[Document extract — start]
Looking at the first example, if these non-overlapping MDM views are virtual and created ‘on-the-fly’ from disparate data sources by federated query EII tools, then EII technology would need to support global IDs and be capable of mapping disparate IDs associated with the master data in disparate systems to these IDs. I am somewhat sceptical of this approach mainly because of the limitations that some EII products place on enterprises. Staying with an EII federated query approach, the next question is what if you wanted to update these non-overlapping virtual views of disparate master data that have been rendered by EII. In that sense, the EII product has to support heterogeneous distributed transaction processing across DBMS and non-DBMS sources. This is supported by some EII tools but certainly not all of them. EII is still primarily use in a read only capacity. I would be very interested in any experiences of companies using EII on its own to manage master data. Please share with us what you are doing out there!! In that sense the registry approach MDM products (e.g. Purisma) may be a more robust way of dynamically assembling data from disparate systems on-demand but again the question is how is the data maintained i.e. what is the system of entry (SOE). Is the MDM system the SOE as well as a system of record or are the line of business operational systems still SOEs.
[Document extract — finish]
[Input data — start]
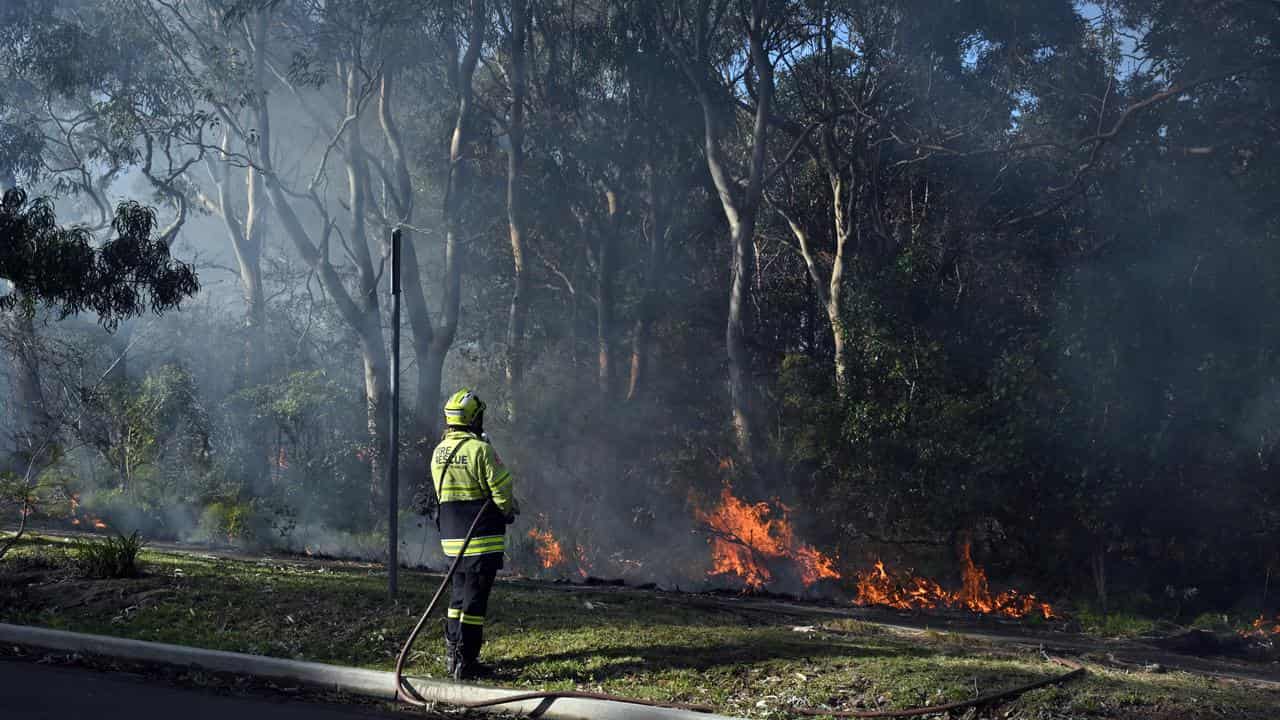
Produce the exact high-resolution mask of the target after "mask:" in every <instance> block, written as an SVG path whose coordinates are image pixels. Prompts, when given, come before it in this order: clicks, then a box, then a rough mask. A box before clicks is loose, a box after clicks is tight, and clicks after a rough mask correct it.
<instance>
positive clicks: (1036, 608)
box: [854, 542, 1053, 619]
[Input data — finish]
→ **Written task 1**:
List every acronym of three or more capital letters that appears in the passage on EII and MDM.
→ **Written task 2**:
Summarize the passage on EII and MDM in two sentences.
The data above is separate material, unrelated to the passage on EII and MDM.

→ **Result 1**:
MDM, EII, DBMS, SOE

→ **Result 2**:
The writer is skeptical that federated-query EII tools can build virtual MDM views, since this needs global IDs mapped across disparate systems, and updating those views needs heterogeneous distributed transaction processing that only some EII tools support, with EII still used mainly read-only. Registry-approach MDM products such as Purisma may assemble data from disparate systems more robustly, but the question remains what the system of entry is.